[WRITTEN PROBLEM A] In the patch description below, what structure does the refactoring use to store the fetched packs?

## Begin PASSAGE TO READ

The dumb HTTP protocol directly fetches packfiles from the remote server
and temporarily stores them in a list of packfiles. Those packfiles are
not yet added to the repository's packfile store until we finalize the
whole fetch.

Refactor the code to instead use a `struct packfile_list` to store those
packs. This prepares us for a subsequent change where the `->next`
pointer of `struct packed_git` will go away.

Note that this refactoring creates some temporary duplication of code,
as we now have both `packfile_list_find_oid()` and `find_oid_pack()`.
The latter function will be removed in a subsequent commit though.

Signed-off-by: Patrick Steinhardt <ps@pks.im>
---
 http-push.c   |  6 +++---
 http-walker.c | 26 +++++++++-----------------
 http.c        | 21 ++++++++-------------
 http.h        |  5 +++--
 packfile.c    |  9 +++++++++
 packfile.h    |  8 ++++++++
 6 files changed, 40 insertions(+), 35 deletions(-)

diff --git a/http-push.c b/http-push.c
index a1c01e3b9b9..d86ce771198 100644
--- a/http-push.c
+++ b/http-push.c
@@ -104,7 +104,7 @@ struct repo {
 	int has_info_refs;
 	int can_update_info_refs;
 	int has_info_packs;
-	struct packed_git *packs;
+	struct packfile_list packs;
 	struct remote_lock *locks;
 };
 
@@ -311,7 +311,7 @@ static void start_fetch_packed(struct transfer_request *request)

## End PASSAGE TO READ

[WRITTEN PROBLEM B] Count the lines in the listing below that contain the string "hull", and give only the number.

## Begin DATA SECTION

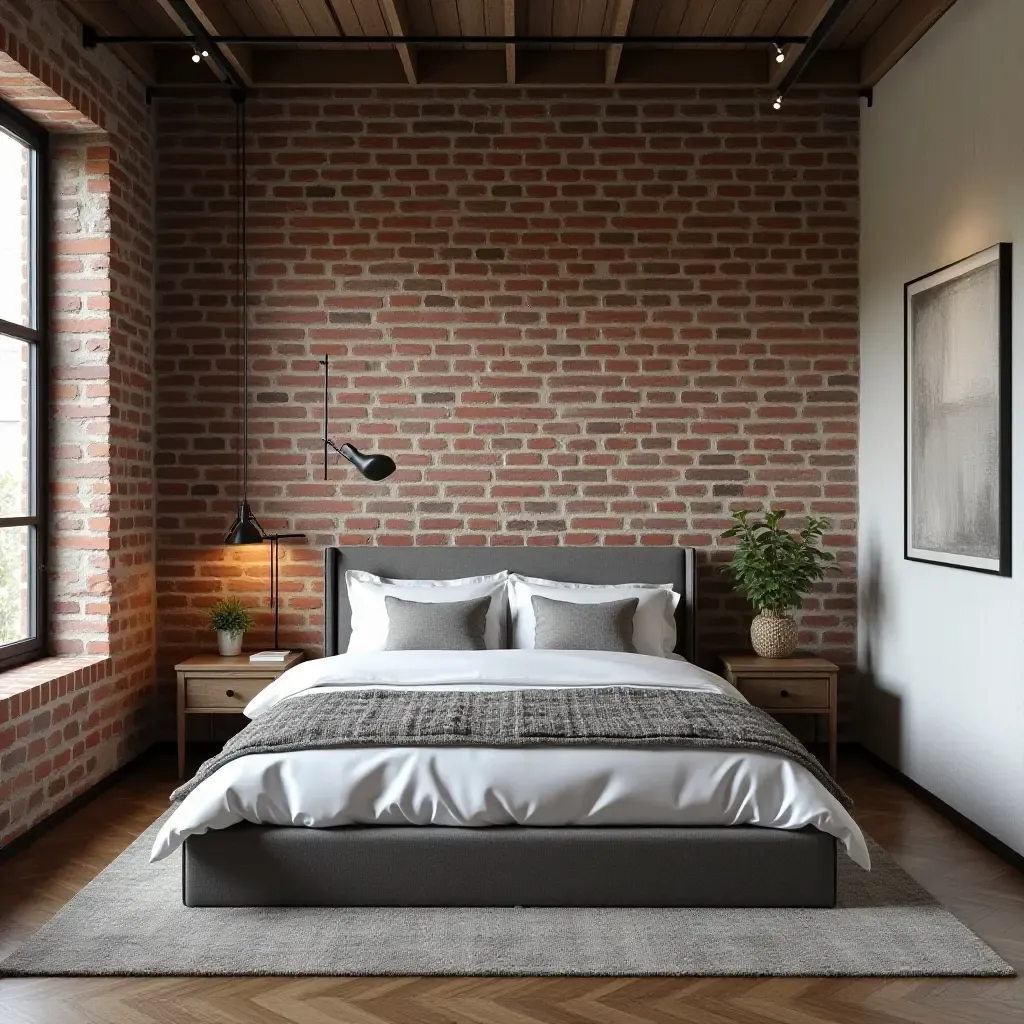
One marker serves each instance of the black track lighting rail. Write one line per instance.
(813, 44)
(91, 39)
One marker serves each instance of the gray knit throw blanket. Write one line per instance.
(615, 716)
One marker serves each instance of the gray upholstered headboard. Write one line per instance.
(676, 565)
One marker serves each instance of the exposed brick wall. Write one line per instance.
(101, 556)
(582, 318)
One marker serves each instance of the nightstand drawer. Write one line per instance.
(220, 691)
(778, 693)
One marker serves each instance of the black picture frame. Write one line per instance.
(999, 565)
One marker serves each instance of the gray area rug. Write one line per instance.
(130, 921)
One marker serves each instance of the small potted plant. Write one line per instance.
(774, 569)
(229, 620)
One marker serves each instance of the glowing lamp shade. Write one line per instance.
(247, 528)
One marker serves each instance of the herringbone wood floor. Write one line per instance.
(982, 890)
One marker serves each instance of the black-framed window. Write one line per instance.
(24, 407)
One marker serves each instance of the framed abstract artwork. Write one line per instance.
(957, 414)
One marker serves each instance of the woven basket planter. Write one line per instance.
(773, 635)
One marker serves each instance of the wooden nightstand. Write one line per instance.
(209, 684)
(805, 685)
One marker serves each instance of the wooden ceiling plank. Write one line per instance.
(242, 13)
(695, 17)
(723, 17)
(908, 22)
(644, 15)
(774, 13)
(849, 20)
(592, 17)
(869, 24)
(670, 17)
(294, 16)
(802, 20)
(471, 19)
(748, 17)
(396, 20)
(508, 29)
(347, 16)
(148, 18)
(620, 27)
(446, 17)
(269, 16)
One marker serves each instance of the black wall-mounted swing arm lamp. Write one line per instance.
(373, 467)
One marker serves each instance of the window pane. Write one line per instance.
(15, 601)
(15, 437)
(15, 236)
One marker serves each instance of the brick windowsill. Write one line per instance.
(34, 685)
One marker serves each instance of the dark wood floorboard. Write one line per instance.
(983, 891)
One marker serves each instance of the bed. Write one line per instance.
(230, 861)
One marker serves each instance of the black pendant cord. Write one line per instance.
(239, 258)
(243, 221)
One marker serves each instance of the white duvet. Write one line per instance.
(476, 786)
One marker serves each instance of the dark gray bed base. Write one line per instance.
(741, 866)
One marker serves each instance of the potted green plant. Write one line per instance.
(229, 620)
(775, 568)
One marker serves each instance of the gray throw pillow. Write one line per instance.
(567, 626)
(436, 626)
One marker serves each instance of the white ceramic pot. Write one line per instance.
(773, 635)
(228, 644)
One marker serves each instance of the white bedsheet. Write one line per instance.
(478, 786)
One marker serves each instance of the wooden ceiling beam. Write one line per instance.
(239, 56)
(900, 31)
(640, 67)
(620, 27)
(508, 27)
(807, 18)
(396, 23)
(140, 59)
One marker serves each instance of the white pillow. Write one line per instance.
(653, 622)
(367, 593)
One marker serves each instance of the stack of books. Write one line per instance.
(269, 655)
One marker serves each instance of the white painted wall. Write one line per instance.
(942, 177)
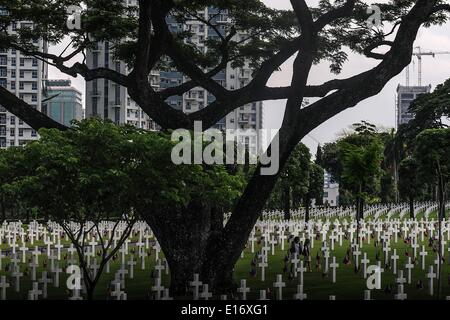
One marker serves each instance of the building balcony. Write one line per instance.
(95, 93)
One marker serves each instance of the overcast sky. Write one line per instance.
(379, 110)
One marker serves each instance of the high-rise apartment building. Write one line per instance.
(23, 76)
(108, 100)
(405, 96)
(62, 102)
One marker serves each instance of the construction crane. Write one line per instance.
(419, 54)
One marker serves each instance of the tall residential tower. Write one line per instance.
(23, 76)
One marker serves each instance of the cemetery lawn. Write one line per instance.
(318, 286)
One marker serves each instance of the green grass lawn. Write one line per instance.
(349, 285)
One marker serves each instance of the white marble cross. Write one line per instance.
(243, 289)
(300, 295)
(301, 269)
(35, 292)
(431, 276)
(45, 281)
(3, 286)
(205, 292)
(423, 253)
(158, 288)
(365, 262)
(279, 284)
(409, 266)
(196, 285)
(262, 295)
(394, 258)
(401, 295)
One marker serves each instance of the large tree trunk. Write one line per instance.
(189, 240)
(307, 204)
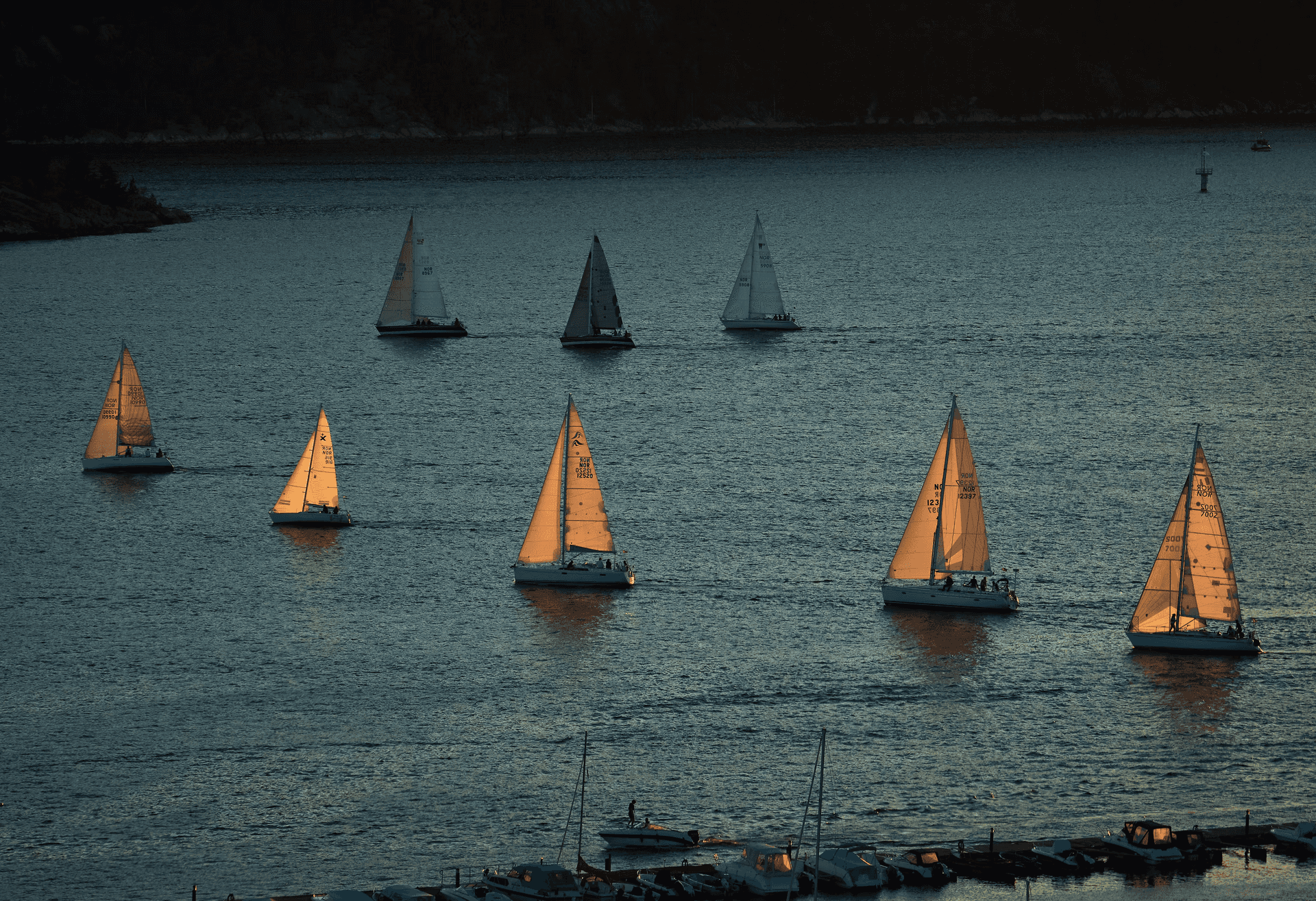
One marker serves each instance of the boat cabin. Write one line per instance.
(1147, 835)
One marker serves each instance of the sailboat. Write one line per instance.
(311, 496)
(756, 301)
(415, 301)
(944, 541)
(569, 520)
(124, 425)
(1191, 583)
(595, 319)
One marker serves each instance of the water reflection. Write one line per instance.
(1195, 689)
(574, 615)
(949, 645)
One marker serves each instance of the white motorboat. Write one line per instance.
(595, 319)
(756, 301)
(311, 495)
(1151, 841)
(570, 520)
(1191, 589)
(124, 425)
(415, 301)
(921, 866)
(650, 837)
(762, 871)
(536, 882)
(945, 542)
(1303, 835)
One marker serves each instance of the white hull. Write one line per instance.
(1191, 642)
(764, 325)
(141, 463)
(313, 519)
(955, 599)
(561, 575)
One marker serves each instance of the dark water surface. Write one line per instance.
(195, 696)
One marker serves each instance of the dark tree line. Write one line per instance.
(461, 65)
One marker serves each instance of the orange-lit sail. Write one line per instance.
(315, 480)
(1193, 575)
(945, 536)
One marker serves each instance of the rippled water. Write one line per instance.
(195, 696)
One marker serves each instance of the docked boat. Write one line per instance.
(650, 837)
(1191, 589)
(595, 319)
(756, 301)
(1302, 835)
(537, 882)
(762, 871)
(124, 426)
(570, 520)
(947, 542)
(311, 495)
(415, 301)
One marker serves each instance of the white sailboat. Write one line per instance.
(311, 496)
(124, 425)
(1191, 584)
(756, 301)
(948, 541)
(415, 301)
(570, 520)
(595, 319)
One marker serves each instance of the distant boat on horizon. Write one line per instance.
(124, 424)
(756, 301)
(415, 301)
(947, 536)
(311, 495)
(595, 319)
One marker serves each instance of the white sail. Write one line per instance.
(756, 295)
(427, 294)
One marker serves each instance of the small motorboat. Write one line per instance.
(535, 882)
(1149, 841)
(762, 871)
(1303, 835)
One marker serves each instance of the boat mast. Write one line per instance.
(945, 465)
(1184, 543)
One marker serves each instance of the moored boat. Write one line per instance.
(756, 300)
(124, 425)
(415, 301)
(311, 495)
(570, 520)
(595, 319)
(1191, 589)
(947, 537)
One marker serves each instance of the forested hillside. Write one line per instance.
(299, 69)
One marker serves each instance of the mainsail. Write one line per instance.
(1193, 575)
(952, 536)
(596, 297)
(124, 420)
(315, 480)
(570, 516)
(756, 295)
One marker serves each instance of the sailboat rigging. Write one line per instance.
(947, 536)
(415, 301)
(1193, 583)
(570, 520)
(124, 424)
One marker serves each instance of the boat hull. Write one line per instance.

## End DATA SECTION

[EXERCISE ANSWER A] A `struct packfile_list`.

[EXERCISE ANSWER B] 2